Set task 1
Could you print the section of the speech on the youth homelessness taskforce below, starting with "This exercise grew" and going on through "to pretend otherwise."?
Set task 2
In the speech on the youth homelessness taskforce below, which organizations does the speaker name as having representatives on the taskforce?
Set task 3
How would you say this sentence from the speech on the youth homelessness taskforce below in French: "The report is designed to help people."

E&OE................................................................................................
Well thank you very much Captain Eldridge, to the Reverend Dr Bill
Lawton, to my ministerial colleagues, the leaders of many community
and welfare organisations here today, members of the taskforce, ladies
and gentleman.
I start by expressing my gratitude to David Eldridge and to the members
of the taskforce for delivering the report that I launched today.
This exercise grew out of a commitment I made in a speech I delivered
to ACOSS late in 1995 as Opposition Leader, to try and examine against
the background of concern being expressed by some in the community
that the processes relating to youth homelessness were not sufficiently
involving the families of young people who left home or were wanting
to leave home. I didn't approach it with too many preconceived
notions, I suppose all of us wherever we come from have preconceived
notions and it's a bit idle to pretend otherwise.
But I thought it would make a great deal of sense if in Government
we put together a group of men and women from both the community sector
and the Government to have another look at this issue. And indeed
within a couple of weeks of the Government being elected in 1996 I
called together a group of people and the taskforce was established.
And I'm delighted that Captain Eldridge assumed the chairmanship
of that taskforce and I want to personally thank him for the quite
remarkable job that he's done.
This taskforce and its recommendations give expression to part of
the Government's philosophical approach to welfare services and
support to the less advantaged in our community. In the address I
gave once again to ACOSS only a few weeks ago where I tried to set
out some of the pathways of the Government, in a philosophical sense,
towards welfare issues in our second term of Government, I did emphasise
that we saw the Government as having a very important and a very strategic
role, but we also saw a partnership between the Government and community
organisations and individuals as being very much at the core of the
delivery of more efficient and effective welfare services in the closing
years of this century and into the 21st century. One of
the crucial roles for Government I said on that occasion was to foster
a greater sense of individual moral obligation and duty amongst citizens
and to encourage individuals through there own actions and depth of
their conviction to give back to the community that looked after them.
Now this taskforce has completed its work and in launching the report
today I want to pay tribute to the input of both the Government's
dream and also the community's dream. Without in any way suggesting
that they are the only organisations that do magnificent work in the
community sector, I do of course acknowledge on the taskforce representatives
of the Salvation Army, the Society of St Vincent de Paul, the Wesley
Mission, and Anglicare. And those four organisations and many others
of course do absolutely superb work. And the personal side of welfare
in Australia would be quite different, would be much harsher, and
would be far less sensitive were it not for the ceaseless voluntary
work of magnificent organisations such as those four.
It is important, and I think it's appropriate that this report
be released shortly before Christmas because for most of us in the
community Christmas will be an opportunity of family renewal of family
gatherings of celebrating the happiness of family life and all it
means to us, and it means most to most of us. But there will be many
of our fellow Australians who won't have that same happy circumstance
and it's therefore appropriate on the eve of Christmas that we
release this report and hope that it does make some contribution towards
a better resolution of the challenges that face many in our community
who are trying very hard to grapple in very, very difficult situations.
The report is refreshingly nonjudgmental. The report is designed to
help people. It is realistic, it is not starry eyed, it is not ideologically
driven. But it does represent a number of central realities. And that
is there aren't too many people in Australian society who don't
want their family relationships to succeed. And there aren't
too many in our community who don't regard personal relationships
as the most important emotional support they have in their lives.

Data segment
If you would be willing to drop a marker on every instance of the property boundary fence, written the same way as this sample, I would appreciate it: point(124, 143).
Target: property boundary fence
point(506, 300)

Exercise result 1
This exercise grew out of a commitment I made in a speech I delivered
to ACOSS late in 1995 as Opposition Leader, to try and examine against
the background of concern being expressed by some in the community
that the processes relating to youth homelessness were not sufficiently
involving the families of young people who left home or were wanting
to leave home. I didn't approach it with too many preconceived
notions, I suppose all of us wherever we come from have preconceived
notions and it's a bit idle to pretend otherwise.

Exercise result 2
the Salvation Army
the Society of St Vincent de Paul
the Wesley Mission
Anglicare

Exercise result 3
Le rapport est conçu pour aider les gens.